Source extract:
----

Discussion: methodological limitations

All tasks and procedures have provided valuable data to broaden our understanding of early conceptual development. However, there are methodological limitations that are worth briefly describing, both to consider the consequences of study conclusions with some caution and to suggest possible future avenues of research in the area.

It is striking that almost all studies on conceptual development are cross-sectional or cross-sequential (96.8%), with few studies being longitudinal (3.2%) (see Fig. 3). It is not that these studies are not useful. However, there are aspects of cognitive development that can only be understood through longitudinal designs (Hoppe-Graff, 1989; Müller & Giesbrecht, 2008), such as the characteristics of intra-individual change and its causes, or the patterns of development associated with individual differences (Nesselroade & Baltes, 1979). While it is true that “effective longitudinal research on individual development must deal with substantive, far-reaching methodological and research strategy problems” and that “few areas of research are so full of traps as development research” (Magnusson, 1989, p. vii), it is also true that obtaining repeated intra-individual measures brings unparalleled security to cognitive development research (Grimm et al., 2017).

Fig. 3
figure 3

Subjects’ age range for each study

Similarly, most of the studies involve experiments (97.1%) and adopt a quantitative approach to data analysis (98.6%). Relegating qualitative information to the background is more than a research strategy: in the epistemological level, it assumes that phenomena can be explained by translating them into the language of numbers and applying to them a statistical treatment (Tuli, 2011). Also, the fact that most studies have been conducted in laboratory settings has some unintended consequences for research (Lécuyer & Rovira, 1999). One of them is that experimental control significantly reduces the degree of external validity of the designs. The critical point is that researchers can provide very accurate information about what happened in the laboratory after the manipulation of each independent variable, but they cannot guarantee that what they say applies to the real world (which is supposed to be the explanandum that makes research reasonable).

----

Rows:
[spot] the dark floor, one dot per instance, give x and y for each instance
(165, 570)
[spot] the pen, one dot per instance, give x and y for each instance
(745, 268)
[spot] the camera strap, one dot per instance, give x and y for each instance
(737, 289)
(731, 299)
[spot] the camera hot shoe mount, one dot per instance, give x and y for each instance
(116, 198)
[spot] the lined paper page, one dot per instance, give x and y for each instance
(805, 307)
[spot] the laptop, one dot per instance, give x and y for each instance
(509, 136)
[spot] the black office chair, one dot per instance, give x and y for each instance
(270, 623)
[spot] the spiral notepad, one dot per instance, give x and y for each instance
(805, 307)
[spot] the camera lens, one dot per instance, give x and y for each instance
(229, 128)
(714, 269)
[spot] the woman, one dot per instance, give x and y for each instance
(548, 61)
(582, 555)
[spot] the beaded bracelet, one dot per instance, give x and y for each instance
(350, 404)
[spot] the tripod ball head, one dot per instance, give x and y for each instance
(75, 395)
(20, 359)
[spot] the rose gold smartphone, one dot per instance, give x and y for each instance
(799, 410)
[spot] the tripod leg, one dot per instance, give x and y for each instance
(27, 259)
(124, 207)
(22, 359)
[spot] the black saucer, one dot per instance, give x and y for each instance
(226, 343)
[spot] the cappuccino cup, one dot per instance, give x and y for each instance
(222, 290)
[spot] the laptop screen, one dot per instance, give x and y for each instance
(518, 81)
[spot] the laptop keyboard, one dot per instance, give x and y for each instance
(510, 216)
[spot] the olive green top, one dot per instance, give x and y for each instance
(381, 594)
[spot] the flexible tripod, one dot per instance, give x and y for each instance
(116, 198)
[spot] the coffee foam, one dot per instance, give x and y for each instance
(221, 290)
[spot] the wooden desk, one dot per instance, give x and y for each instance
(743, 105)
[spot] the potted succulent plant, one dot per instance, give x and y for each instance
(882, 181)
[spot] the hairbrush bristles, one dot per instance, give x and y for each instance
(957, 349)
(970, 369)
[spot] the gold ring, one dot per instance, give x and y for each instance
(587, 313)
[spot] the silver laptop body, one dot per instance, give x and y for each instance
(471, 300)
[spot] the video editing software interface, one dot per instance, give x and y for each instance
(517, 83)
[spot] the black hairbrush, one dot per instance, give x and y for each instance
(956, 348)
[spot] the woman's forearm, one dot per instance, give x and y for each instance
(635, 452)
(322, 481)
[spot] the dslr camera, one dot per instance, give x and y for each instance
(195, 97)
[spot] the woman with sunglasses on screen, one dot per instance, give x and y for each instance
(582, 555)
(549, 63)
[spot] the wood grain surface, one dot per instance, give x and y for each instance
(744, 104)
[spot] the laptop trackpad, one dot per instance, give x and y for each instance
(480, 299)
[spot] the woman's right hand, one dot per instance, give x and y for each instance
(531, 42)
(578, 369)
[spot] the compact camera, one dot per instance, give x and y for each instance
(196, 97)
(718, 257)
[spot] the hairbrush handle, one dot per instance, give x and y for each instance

----

Directions for this task:
Answer these about the passage on methodological limitations:
(a) What percentage of studies on conceptual development are longitudinal?
(b) What percentage of the studies adopt a quantitative approach to data analysis?
(c) What does experimental control significantly reduce?

Expected answer:
(a) 3.2%
(b) 98.6%
(c) The degree of external validity of the designs